→ **Given task A**: Transcribe the forum thread below in full, character for character.

The makeup looks great!


----------



## TamiChoi (Nov 4, 2008)

I like the red lips too! Looks great!


----------



## evah2003 (Nov 4, 2008)

Hmm....the make up is gorgeous, I especially love the purple look..
I don´t know what it is about the smokey eyes/red lips one, but she reminds me an awful lot of Anna Nicole Smith there.
As for the song: I much prefer the original by Depeche Mode (or even the cover by Marilyn Manson).


----------



## ..kels* (Nov 4, 2008)

good for her. 
	

	
	
		
		

		
		
	


	




 i'm happy that she's finally branched out & away from her disney image. i mean, the girl's 21 now.. not 13.


----------



## Korms (Nov 5, 2008)

Quote:

   Originally Posted by *evah2003* 

 
_As for the song: I much prefer the original by Depeche Mode (or even the cover by Marilyn Manson)._

 
Even Jamelia (UK pop star) did the whole sampling of Personal Jesus a couple of years ago (and it's much better than HD's version in my opinion).

YouTube - Jamelia - Beware of the Dog - Director's Cut


----------



## Brie (Nov 6, 2008)

I think she looks stunning.
As for the song that's another story, what ever happened to an original song ?? If your going to do a cover fine do it, don't butcher a really good song with your own lyrics (even though i imagine they aren't her lyrics)


----------



## olddcassettes (Nov 6, 2008)

i love her she looks amazing


----------



## Tashona Helena (Nov 6, 2008)

→ **Supplied records**:
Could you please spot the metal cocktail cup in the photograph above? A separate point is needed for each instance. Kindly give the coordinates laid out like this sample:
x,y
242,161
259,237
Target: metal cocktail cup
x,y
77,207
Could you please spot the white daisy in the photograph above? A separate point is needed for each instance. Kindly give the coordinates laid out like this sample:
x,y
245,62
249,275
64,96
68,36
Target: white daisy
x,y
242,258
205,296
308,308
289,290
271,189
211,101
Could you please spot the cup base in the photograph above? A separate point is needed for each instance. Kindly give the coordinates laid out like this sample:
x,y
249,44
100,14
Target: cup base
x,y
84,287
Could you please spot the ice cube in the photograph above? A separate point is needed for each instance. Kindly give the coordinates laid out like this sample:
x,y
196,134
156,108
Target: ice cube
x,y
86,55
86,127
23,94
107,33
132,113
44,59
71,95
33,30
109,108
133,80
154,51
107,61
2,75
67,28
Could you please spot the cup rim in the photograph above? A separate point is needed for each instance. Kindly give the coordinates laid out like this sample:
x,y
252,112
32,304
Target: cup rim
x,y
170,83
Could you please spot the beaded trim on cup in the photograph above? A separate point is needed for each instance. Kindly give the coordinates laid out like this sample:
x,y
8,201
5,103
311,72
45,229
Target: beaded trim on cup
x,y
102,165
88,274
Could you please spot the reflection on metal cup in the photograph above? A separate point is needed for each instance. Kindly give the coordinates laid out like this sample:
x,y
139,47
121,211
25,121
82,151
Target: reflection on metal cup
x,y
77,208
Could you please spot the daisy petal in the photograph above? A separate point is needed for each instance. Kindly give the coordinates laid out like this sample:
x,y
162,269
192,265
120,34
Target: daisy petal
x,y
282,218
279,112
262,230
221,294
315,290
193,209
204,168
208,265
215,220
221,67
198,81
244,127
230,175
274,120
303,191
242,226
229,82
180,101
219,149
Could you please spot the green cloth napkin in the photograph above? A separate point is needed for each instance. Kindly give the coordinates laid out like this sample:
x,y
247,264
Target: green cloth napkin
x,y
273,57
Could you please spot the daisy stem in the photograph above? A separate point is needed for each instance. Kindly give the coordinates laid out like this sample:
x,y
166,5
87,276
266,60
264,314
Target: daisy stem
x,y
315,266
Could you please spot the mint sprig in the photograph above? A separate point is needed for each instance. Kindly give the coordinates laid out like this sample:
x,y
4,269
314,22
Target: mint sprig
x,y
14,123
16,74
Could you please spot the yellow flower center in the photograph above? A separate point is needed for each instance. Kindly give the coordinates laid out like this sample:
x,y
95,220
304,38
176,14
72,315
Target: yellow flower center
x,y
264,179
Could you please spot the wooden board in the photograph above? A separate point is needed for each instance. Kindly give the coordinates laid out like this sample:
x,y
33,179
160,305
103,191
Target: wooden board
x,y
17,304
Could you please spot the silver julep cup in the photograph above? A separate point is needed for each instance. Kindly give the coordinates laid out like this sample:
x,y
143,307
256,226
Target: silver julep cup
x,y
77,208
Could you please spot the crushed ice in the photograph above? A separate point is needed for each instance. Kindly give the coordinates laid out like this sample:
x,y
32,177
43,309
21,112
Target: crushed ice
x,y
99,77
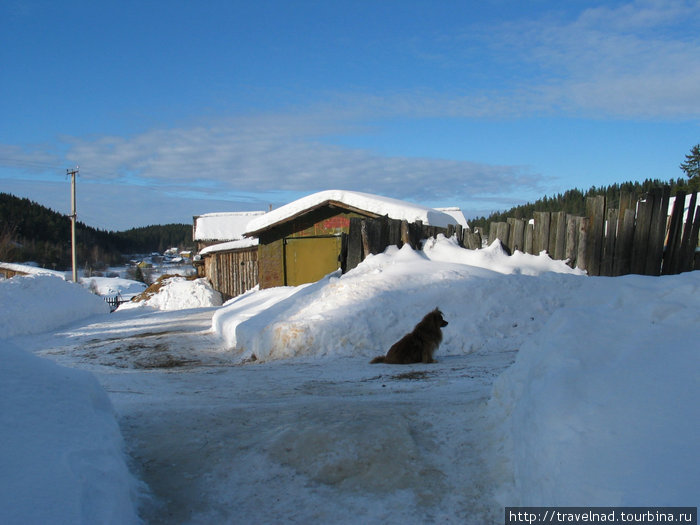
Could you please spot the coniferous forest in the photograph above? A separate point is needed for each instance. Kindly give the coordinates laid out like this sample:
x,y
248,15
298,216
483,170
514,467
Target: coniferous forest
x,y
32,232
574,201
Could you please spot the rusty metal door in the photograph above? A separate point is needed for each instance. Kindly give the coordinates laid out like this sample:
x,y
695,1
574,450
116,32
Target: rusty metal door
x,y
308,259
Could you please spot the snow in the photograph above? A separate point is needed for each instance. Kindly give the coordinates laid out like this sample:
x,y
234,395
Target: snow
x,y
551,388
62,459
41,302
345,316
113,286
601,406
31,270
379,205
455,213
232,245
223,226
180,293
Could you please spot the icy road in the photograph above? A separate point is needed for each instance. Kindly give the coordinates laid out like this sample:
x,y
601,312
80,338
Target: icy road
x,y
331,440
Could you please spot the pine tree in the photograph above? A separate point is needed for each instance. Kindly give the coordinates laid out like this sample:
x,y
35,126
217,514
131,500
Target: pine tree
x,y
691,166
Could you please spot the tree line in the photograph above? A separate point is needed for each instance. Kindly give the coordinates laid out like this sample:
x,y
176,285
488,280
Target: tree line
x,y
574,201
32,232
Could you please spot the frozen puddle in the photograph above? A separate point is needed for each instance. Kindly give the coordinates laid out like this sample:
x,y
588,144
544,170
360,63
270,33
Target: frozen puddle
x,y
331,440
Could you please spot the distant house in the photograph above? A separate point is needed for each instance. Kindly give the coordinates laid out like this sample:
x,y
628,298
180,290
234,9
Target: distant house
x,y
225,258
8,270
303,240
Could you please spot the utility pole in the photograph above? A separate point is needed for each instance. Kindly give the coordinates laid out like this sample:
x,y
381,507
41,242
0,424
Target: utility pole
x,y
73,217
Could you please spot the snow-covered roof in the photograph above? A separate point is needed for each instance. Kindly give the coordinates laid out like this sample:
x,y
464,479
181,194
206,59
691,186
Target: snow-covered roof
x,y
457,214
231,245
227,226
31,270
373,204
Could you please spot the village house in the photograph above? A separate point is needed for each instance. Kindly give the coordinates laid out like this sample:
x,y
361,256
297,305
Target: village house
x,y
297,243
229,261
303,240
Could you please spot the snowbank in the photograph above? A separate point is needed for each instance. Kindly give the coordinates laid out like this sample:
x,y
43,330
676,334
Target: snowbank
x,y
364,311
180,293
62,458
113,286
39,303
30,269
601,405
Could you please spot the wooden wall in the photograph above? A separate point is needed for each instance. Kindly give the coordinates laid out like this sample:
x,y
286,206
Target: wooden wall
x,y
232,272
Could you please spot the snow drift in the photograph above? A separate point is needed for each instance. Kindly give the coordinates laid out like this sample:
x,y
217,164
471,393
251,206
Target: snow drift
x,y
38,303
601,405
366,310
62,458
179,293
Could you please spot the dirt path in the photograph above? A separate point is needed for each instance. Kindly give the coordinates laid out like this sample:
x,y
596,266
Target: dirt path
x,y
315,441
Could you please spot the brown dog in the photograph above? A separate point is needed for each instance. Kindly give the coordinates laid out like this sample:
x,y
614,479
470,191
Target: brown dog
x,y
419,345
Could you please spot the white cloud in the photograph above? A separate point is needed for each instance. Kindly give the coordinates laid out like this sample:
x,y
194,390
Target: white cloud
x,y
284,154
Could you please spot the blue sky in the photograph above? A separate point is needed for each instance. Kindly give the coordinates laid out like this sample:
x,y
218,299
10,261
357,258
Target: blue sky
x,y
173,109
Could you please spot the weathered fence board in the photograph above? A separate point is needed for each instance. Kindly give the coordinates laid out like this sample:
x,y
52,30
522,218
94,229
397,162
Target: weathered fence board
x,y
595,210
687,246
640,242
657,229
637,237
606,264
571,248
540,234
623,243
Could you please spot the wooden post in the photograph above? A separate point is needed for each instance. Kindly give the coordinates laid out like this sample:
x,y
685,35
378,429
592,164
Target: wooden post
x,y
641,236
541,232
607,262
529,230
571,249
657,230
688,243
560,236
623,243
670,264
581,255
595,211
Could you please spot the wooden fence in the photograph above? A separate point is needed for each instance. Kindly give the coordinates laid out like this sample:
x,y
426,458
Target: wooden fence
x,y
638,237
373,236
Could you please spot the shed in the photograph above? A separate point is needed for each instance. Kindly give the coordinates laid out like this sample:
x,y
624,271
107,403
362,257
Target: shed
x,y
225,258
231,267
216,228
9,270
304,240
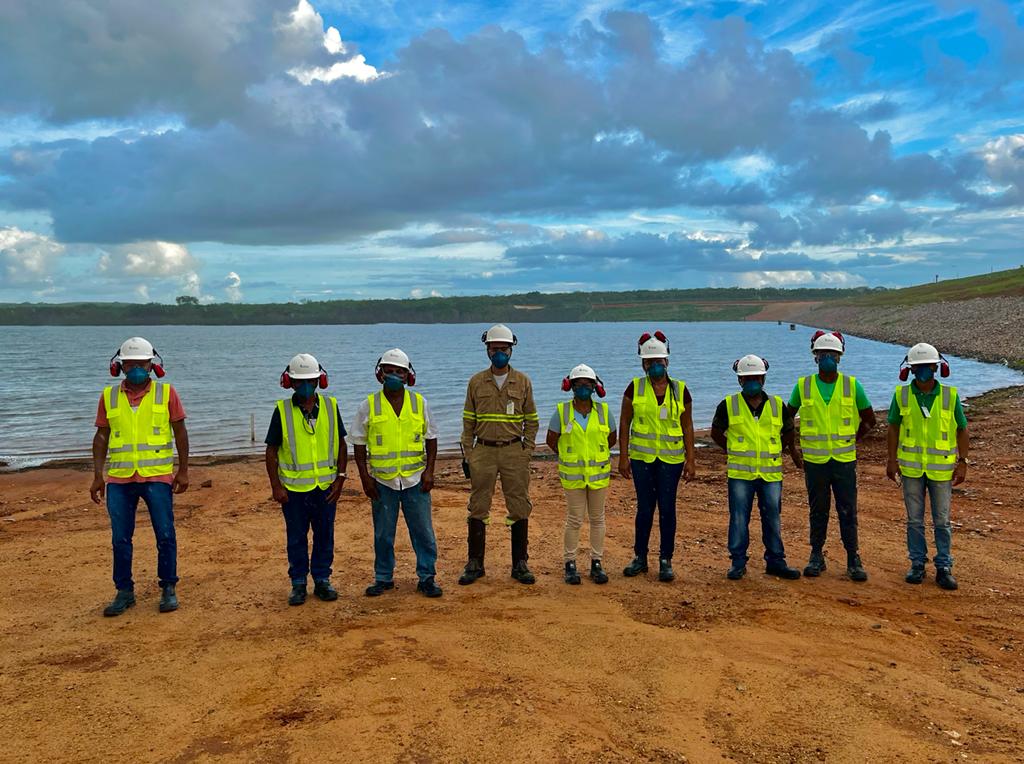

→ **Given task B**: Restate word for word the part of the listing from the line holding "Could you please spot the shed" through the end of the listing, both ends included. Leave out the pictures.

→ **Response A**:
The makeup looks great!


----------



## TamiChoi (Nov 4, 2008)

I like the red lips too! Looks great!


----------



## evah2003 (Nov 4, 2008)

Hmm....the make up is gorgeous, I especially love the purple look..
I don´t know what it is about the smokey eyes/red lips one, but she reminds me an awful lot of Anna Nicole Smith there.
As for the song: I much prefer the original by Depeche Mode (or even the cover by Marilyn Manson).


----------



## ..kels* (Nov 4, 2008)

good for her. 
	

	
	
		
		

		
		
	


	




 i'm happy that she's finally branched out & away from her disney image. i mean, the girl's 21 now.. not 13.


----------



## Korms (Nov 5, 2008)

Quote:

   Originally Posted by *evah2003* 

 
_As for the song: I much prefer the original by Depeche Mode (or even the cover by Marilyn Manson)._

 
Even Jamelia (UK pop star) did the whole sampling of Personal Jesus a couple of years ago (and it's much better than HD's version in my opinion).

YouTube - Jamelia - Beware of the Dog - Director's Cut


----------



## Brie (Nov 6, 2008)

I think she looks stunning.
As for the song that's another story, what ever happened to an original song ?? If your going to do a cover fine do it, don't butcher a really good song with your own lyrics (even though i imagine they aren't her lyrics)


----------



## olddcassettes (Nov 6, 2008)

i love her she looks amazing


----------



## Tashona Helena (Nov 6, 2008)

→ **Response B**:
Could you please spot the shed in the photograph above? A separate point is needed for each instance. Kindly give the coordinates laid out like this sample:
x,y
624,271
107,403
362,257
Target: shed
x,y
225,258
231,267
216,228
9,270
304,240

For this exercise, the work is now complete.